What is being asked: In the text on motivation for civility, what is civility founded on?
Segment Start: Selected extract
Ex 3-3: Motivation for Civility
Question: What are the top 3 personal motivators for you?
Practicing Civility will improve your health, effectiveness, sense of belonging, personal growth and leadership skills.
1. Conflict Reduction
Civility is founded on human dignity, respect and empathy. Differences are expected. Individuals seek to understand others. They focus on people, process, interactions and results, not just winning. They employ tools to find acceptable solutions. They refuse to personalize differences. This approach reduces the chance of differences or disagreements escalating to conflicts or crises. The habit of resolving or accepting differences creates an atmosphere that expects reasonable interactions and results.
2. Stress Reduction
Civility reduces the frequency and intensity of conflict. It minimizes the direct and indirect experience of personal attacks. Individuals are affirmed by each other, feeling respect and developing a stronger self-image. Others have higher morale, so they are less likely to fall “below the line” in their behaviors. Social norms guide positive behavior. Individuals expect that people, processes and results will be good, or at least acceptable. They learn to depersonalize interactions, reframe conversations to avoid righteous religious or political issues and build upon their positive experiences.
Positive experiences and expectations reduce stress, tension, fear, anger and anxiety. They encourage engagement and issue resolution. They reduce the risk of burnout.
Segment End: Selected extract
Segment Start: Records
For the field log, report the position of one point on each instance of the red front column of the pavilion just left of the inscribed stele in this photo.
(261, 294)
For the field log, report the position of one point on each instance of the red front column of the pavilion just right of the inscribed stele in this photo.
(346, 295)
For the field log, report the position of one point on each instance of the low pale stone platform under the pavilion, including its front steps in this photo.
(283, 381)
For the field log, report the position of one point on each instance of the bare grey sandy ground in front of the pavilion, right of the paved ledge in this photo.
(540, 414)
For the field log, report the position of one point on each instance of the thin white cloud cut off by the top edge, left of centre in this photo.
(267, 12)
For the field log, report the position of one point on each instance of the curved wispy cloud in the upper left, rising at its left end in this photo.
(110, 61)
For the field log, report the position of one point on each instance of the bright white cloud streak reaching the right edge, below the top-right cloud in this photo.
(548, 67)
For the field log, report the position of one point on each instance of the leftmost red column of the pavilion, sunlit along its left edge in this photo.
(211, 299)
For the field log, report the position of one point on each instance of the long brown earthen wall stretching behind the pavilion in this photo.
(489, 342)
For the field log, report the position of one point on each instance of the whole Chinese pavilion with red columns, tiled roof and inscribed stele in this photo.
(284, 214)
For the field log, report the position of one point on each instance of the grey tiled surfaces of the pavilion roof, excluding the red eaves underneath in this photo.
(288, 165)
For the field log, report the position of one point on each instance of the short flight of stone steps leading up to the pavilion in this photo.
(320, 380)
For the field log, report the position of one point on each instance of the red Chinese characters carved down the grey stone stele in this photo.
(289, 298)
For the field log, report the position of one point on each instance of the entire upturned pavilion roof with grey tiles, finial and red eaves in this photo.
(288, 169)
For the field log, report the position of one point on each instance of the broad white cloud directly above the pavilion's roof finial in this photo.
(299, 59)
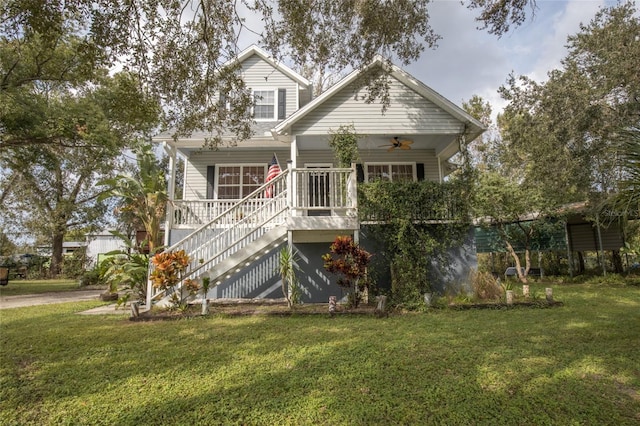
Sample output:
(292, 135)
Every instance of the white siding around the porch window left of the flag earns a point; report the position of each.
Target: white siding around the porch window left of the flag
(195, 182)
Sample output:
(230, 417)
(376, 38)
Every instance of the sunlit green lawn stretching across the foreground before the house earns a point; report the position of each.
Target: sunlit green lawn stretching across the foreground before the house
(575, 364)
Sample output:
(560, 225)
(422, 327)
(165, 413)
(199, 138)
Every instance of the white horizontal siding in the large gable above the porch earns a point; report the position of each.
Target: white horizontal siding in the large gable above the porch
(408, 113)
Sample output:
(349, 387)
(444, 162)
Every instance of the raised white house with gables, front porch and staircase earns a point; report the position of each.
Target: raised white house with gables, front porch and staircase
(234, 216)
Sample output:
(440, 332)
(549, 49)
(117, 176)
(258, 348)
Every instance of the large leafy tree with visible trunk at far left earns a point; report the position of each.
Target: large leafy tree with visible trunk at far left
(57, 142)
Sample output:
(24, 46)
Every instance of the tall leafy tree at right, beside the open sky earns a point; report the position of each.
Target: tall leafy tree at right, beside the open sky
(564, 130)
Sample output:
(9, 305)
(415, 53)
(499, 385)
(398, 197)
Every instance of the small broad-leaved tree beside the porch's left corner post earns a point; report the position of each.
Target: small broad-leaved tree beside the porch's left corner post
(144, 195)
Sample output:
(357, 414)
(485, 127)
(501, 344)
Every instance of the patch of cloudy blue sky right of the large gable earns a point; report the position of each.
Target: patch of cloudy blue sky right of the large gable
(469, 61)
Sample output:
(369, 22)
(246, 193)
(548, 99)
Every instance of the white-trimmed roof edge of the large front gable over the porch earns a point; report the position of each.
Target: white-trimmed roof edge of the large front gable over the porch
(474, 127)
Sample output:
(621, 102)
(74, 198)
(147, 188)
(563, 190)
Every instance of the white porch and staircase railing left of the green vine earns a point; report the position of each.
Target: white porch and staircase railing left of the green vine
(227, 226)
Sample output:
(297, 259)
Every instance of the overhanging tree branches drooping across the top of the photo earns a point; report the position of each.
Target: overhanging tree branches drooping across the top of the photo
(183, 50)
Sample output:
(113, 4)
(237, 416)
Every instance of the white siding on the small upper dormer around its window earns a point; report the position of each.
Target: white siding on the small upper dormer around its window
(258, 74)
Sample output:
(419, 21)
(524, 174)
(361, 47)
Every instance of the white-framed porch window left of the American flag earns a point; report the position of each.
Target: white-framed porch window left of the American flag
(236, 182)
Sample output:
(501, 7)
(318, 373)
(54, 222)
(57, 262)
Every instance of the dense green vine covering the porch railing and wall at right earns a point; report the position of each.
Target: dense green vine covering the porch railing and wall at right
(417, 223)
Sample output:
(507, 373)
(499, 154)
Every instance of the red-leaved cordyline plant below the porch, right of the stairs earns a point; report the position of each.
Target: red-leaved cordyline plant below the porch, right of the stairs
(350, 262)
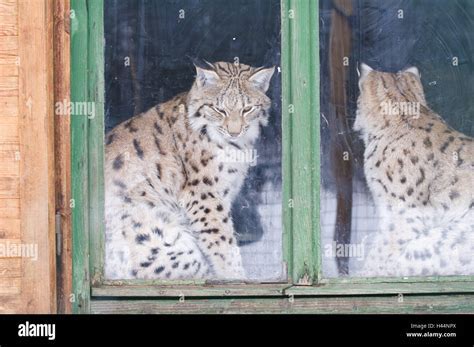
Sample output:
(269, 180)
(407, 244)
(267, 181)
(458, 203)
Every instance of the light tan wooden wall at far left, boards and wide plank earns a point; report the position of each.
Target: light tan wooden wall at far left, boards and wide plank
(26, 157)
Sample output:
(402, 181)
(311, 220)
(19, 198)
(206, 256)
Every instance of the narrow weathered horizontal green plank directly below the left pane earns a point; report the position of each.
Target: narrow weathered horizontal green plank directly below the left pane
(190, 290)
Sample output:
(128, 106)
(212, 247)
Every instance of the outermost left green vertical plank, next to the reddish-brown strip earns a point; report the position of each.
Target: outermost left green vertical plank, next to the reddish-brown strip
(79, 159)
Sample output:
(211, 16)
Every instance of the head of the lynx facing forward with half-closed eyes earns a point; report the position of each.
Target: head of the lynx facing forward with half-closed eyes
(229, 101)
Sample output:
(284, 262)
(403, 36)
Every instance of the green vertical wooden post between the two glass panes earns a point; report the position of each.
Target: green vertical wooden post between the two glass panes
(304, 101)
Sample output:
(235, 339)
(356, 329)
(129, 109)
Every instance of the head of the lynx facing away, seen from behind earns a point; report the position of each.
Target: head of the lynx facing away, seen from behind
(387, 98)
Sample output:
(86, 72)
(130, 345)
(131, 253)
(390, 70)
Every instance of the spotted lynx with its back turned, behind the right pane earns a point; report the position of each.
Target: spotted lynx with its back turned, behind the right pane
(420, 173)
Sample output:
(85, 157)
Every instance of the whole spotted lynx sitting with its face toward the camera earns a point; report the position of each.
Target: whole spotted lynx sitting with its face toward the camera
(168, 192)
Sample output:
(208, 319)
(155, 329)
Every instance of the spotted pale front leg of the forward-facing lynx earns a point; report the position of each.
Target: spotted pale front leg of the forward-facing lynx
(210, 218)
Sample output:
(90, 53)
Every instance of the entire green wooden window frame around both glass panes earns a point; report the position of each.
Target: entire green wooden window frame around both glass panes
Segment End: Records
Segment Start: Records
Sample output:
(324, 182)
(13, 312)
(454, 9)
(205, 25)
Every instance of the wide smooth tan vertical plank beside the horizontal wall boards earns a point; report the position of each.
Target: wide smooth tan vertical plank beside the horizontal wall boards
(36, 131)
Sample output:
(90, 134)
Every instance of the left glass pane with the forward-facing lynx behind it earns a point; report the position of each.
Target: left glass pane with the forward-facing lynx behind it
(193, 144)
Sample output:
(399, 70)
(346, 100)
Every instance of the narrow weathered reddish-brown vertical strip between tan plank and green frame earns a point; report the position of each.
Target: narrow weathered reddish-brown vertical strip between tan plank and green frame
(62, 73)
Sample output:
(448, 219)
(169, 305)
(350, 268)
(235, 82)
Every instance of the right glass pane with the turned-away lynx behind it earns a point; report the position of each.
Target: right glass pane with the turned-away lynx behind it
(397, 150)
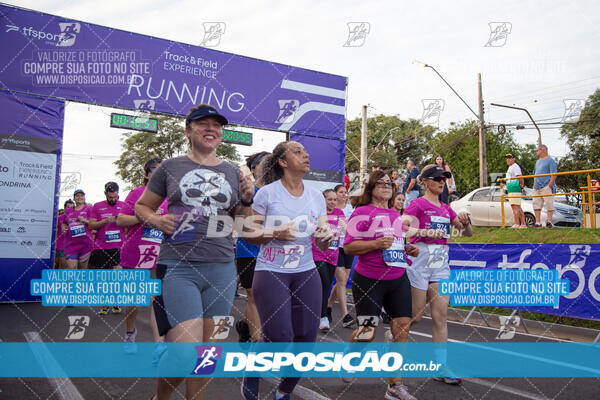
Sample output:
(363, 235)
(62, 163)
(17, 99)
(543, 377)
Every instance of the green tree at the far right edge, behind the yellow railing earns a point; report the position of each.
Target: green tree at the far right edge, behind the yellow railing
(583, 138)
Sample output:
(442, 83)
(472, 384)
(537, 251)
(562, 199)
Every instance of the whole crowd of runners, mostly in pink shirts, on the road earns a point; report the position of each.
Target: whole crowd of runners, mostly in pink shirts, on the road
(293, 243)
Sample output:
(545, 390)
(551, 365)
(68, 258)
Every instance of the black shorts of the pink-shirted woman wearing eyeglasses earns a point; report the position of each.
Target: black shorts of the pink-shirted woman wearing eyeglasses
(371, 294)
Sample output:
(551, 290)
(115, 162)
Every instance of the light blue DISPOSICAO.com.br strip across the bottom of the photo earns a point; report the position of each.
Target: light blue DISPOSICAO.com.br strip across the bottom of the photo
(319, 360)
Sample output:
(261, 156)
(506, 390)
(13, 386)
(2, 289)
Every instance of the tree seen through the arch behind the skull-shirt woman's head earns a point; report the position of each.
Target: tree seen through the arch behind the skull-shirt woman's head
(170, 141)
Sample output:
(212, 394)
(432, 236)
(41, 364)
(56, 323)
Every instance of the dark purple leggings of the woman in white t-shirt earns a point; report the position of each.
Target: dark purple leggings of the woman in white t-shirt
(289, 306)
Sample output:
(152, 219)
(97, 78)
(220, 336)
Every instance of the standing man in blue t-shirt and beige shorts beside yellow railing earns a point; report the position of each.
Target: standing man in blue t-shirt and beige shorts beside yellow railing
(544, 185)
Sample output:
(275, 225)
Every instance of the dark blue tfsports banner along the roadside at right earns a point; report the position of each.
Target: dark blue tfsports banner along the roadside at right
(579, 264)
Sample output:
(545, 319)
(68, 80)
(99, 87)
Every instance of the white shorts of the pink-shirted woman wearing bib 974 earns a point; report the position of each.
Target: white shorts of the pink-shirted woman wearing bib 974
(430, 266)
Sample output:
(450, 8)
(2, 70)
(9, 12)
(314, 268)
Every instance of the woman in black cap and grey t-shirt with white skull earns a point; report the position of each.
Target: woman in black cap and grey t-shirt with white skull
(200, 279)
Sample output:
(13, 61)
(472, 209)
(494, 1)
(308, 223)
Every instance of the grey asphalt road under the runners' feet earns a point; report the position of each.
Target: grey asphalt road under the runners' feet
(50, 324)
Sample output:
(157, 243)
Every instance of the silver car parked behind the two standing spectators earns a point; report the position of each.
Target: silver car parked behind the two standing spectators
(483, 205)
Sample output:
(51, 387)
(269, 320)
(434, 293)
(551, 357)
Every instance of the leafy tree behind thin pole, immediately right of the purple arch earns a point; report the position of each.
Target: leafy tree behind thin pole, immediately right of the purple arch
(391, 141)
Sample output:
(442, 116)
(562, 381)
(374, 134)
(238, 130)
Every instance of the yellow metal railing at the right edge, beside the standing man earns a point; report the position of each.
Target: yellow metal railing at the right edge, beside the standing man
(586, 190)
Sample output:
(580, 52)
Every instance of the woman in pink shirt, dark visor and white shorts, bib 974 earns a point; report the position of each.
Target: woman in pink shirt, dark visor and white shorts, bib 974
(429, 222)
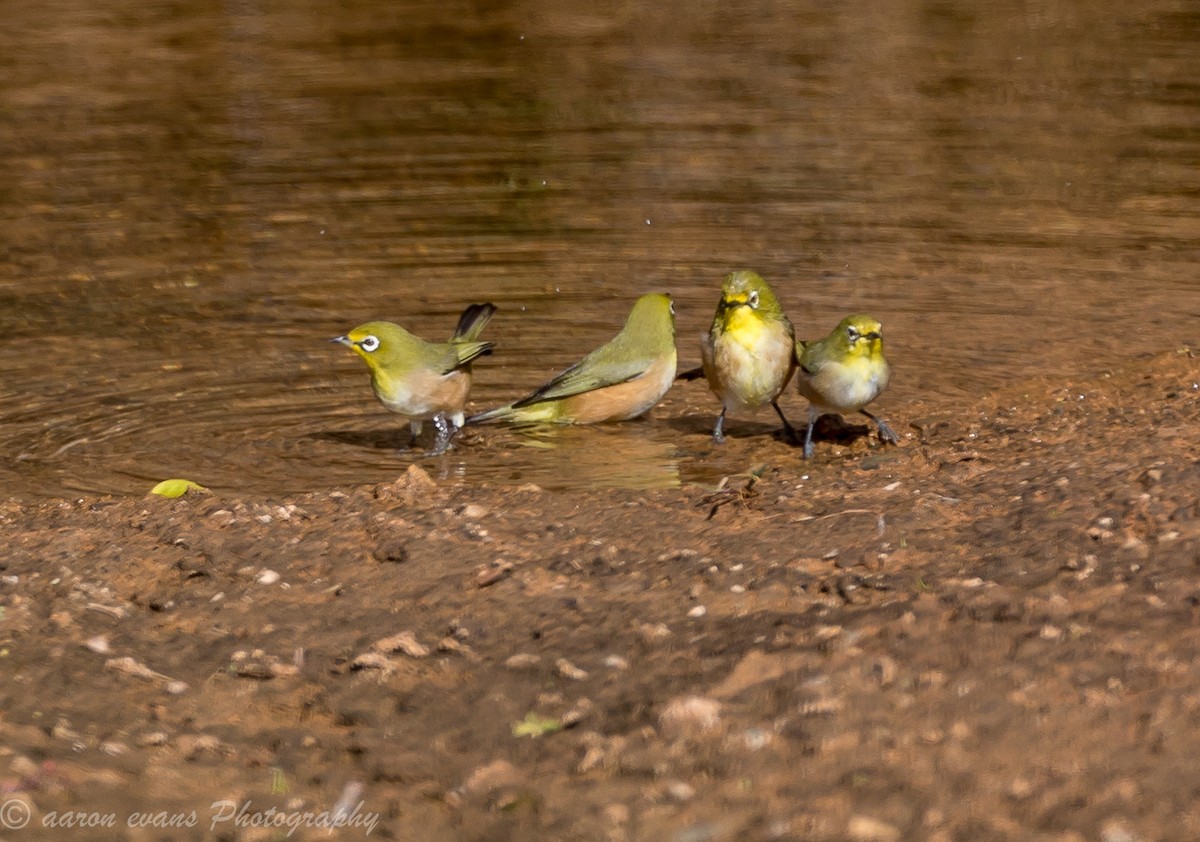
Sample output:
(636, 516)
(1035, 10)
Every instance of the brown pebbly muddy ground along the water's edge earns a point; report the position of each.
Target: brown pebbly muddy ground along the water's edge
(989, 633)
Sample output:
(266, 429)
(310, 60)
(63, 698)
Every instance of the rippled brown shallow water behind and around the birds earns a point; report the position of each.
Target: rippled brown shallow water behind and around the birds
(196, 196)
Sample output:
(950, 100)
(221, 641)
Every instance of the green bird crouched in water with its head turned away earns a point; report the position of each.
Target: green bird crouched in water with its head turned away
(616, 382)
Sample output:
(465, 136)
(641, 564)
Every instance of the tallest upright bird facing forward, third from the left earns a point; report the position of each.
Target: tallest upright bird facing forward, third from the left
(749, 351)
Segment End: Records
Output for this exercise: Human dignity, respect and empathy.